== Problem requirements ==
Answer these questions from the fluid dynamics comments:
1. Before the new result, how did all known cases of the Euler equations behave with respect to singularities?
2. Whose book on Computational Fluid Dynamics is recommended?
3. What did the fluids specialists almost always need to prove out their engineered designs?

To cut through the not particularly helpful analogies, the core result (which the article finally mentioned near the end) seems to be finding a situation where the Euler equations work, but only for a finite time before hitting a singularity. Previously, the only known cases either hit a singularity immediately or never hit one, i.e. every case either works forever or doesn't work at all.
Off topic, but if you're interested in fluid simulations and want to learn more about how they are actually made, John D Anderson's book on Computational Fluid Dynamics is worth working through.
It's been quite some time but I remember going through it in Matlab to make small, numerical simulations in the book.
The problem with fluids is that it's a very complex branch of physics with many gotchas and many difficulties that you must navigate through, often blindly, to get a reasonable approximation to a solution.
The fluids specialists I worked with on the past almost always needed actual physical tests to prove out their engineered designs, rework simulations, etc.

Box-labeled dataset extracts

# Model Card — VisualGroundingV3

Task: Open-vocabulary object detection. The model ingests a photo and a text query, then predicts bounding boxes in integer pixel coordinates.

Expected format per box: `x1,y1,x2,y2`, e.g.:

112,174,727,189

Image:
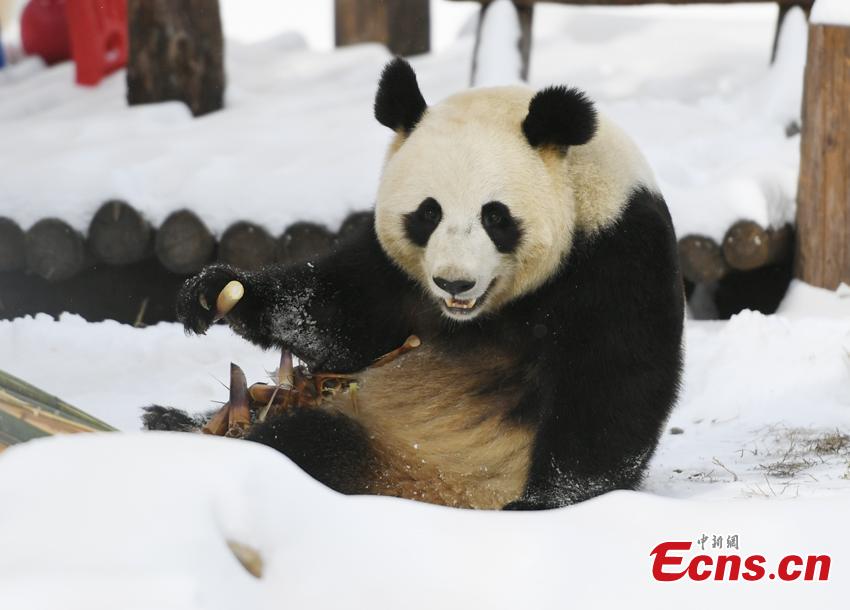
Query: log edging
679,220,794,284
0,199,371,281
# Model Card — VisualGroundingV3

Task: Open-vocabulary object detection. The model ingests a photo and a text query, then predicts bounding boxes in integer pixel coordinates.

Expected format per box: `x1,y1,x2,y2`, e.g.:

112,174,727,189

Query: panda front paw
177,265,245,335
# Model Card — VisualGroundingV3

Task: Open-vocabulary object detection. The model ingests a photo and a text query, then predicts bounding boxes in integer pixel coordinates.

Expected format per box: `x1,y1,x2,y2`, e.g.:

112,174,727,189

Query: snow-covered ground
0,0,850,610
0,284,850,610
0,1,806,239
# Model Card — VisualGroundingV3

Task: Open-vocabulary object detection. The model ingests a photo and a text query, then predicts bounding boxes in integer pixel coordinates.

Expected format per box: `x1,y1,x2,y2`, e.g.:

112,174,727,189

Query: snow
0,294,850,610
0,282,850,499
0,2,806,239
0,0,850,610
473,0,522,87
811,0,850,26
0,426,850,610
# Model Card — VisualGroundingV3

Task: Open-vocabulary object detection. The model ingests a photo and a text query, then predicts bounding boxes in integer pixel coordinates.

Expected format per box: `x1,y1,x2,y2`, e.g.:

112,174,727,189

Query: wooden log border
0,199,371,282
0,200,794,284
679,220,794,284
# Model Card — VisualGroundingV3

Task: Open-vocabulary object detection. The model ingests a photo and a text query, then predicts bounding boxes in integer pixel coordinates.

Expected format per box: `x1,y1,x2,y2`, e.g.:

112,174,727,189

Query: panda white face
404,197,522,320
376,88,574,321
375,59,636,321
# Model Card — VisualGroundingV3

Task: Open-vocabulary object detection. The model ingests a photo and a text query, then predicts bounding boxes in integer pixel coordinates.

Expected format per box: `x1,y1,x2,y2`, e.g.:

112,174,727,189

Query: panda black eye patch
481,201,522,254
404,197,443,247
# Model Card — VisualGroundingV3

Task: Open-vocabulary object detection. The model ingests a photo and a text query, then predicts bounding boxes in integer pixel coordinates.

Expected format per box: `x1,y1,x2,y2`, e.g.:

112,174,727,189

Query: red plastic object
21,0,71,64
67,0,127,85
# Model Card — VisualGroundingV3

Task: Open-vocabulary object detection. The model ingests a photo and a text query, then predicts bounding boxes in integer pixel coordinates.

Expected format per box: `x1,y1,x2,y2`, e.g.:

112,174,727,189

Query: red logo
650,542,832,582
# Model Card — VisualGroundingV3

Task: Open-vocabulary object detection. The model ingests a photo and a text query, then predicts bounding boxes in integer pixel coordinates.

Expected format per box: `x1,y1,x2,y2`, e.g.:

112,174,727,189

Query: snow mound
811,0,850,26
0,433,850,610
0,5,806,239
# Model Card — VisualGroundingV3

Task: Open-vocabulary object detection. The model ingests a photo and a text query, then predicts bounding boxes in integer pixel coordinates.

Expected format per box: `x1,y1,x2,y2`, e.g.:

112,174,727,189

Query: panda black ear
522,86,597,148
375,57,428,134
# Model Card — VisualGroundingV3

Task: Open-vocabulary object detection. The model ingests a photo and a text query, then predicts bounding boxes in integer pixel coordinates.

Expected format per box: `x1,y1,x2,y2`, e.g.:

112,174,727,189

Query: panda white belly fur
320,345,533,509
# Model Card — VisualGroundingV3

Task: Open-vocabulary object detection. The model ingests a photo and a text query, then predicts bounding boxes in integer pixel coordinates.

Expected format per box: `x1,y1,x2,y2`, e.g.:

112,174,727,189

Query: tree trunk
127,0,224,116
334,0,431,56
796,25,850,289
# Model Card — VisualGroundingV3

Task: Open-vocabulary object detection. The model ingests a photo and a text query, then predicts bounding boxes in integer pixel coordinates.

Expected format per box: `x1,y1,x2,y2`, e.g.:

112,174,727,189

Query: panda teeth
445,298,478,309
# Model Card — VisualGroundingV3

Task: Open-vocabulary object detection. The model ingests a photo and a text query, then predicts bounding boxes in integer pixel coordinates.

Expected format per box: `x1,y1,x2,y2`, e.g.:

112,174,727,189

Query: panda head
375,59,596,320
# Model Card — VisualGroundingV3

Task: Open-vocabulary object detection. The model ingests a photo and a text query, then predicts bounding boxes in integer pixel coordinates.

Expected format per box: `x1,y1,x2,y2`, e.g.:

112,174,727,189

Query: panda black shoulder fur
159,59,684,509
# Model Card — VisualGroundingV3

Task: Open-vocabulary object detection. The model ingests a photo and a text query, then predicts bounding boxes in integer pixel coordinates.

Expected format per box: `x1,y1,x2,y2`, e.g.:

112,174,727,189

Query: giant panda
159,59,684,509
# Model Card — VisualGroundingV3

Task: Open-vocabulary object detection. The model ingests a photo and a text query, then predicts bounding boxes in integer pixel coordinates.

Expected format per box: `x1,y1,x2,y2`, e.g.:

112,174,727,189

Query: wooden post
334,0,431,56
276,222,334,263
27,218,86,282
127,0,224,116
0,216,27,273
218,221,275,271
154,210,215,275
796,16,850,290
89,199,153,265
469,0,534,87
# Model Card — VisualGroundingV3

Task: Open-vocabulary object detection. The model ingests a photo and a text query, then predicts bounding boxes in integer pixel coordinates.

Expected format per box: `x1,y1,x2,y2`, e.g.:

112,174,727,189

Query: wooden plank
0,371,114,451
127,0,224,116
334,0,431,56
795,25,850,290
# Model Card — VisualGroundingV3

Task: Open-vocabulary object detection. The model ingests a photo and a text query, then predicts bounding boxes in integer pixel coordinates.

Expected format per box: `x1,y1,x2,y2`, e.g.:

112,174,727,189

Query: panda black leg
142,405,209,432
246,408,376,494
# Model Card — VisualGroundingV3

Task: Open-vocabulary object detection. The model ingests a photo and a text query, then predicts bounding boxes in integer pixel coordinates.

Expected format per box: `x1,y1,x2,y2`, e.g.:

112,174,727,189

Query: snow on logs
89,200,153,265
0,200,794,284
154,210,215,275
0,200,350,281
679,220,794,284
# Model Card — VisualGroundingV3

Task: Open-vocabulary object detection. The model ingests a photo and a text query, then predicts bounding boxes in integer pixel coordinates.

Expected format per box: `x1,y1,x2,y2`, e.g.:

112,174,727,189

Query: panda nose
434,277,475,296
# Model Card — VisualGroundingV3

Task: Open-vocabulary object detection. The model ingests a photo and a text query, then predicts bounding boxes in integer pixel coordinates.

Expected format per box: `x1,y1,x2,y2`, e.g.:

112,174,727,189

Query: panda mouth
441,279,496,317
443,297,478,311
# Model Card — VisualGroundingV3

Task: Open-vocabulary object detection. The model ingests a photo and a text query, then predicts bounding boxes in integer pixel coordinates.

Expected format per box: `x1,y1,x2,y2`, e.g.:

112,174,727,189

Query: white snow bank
0,2,806,239
811,0,850,26
474,0,522,87
776,280,850,321
0,434,850,610
0,306,850,499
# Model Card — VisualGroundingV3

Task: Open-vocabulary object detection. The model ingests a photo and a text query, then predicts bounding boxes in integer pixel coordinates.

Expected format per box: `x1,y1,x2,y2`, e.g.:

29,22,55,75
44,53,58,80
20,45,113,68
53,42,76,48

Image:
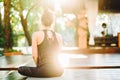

== Output for this task ==
1. They either hit a singularity immediately or never hit one.
2. John D Anderson's.
3. Actual physical tests.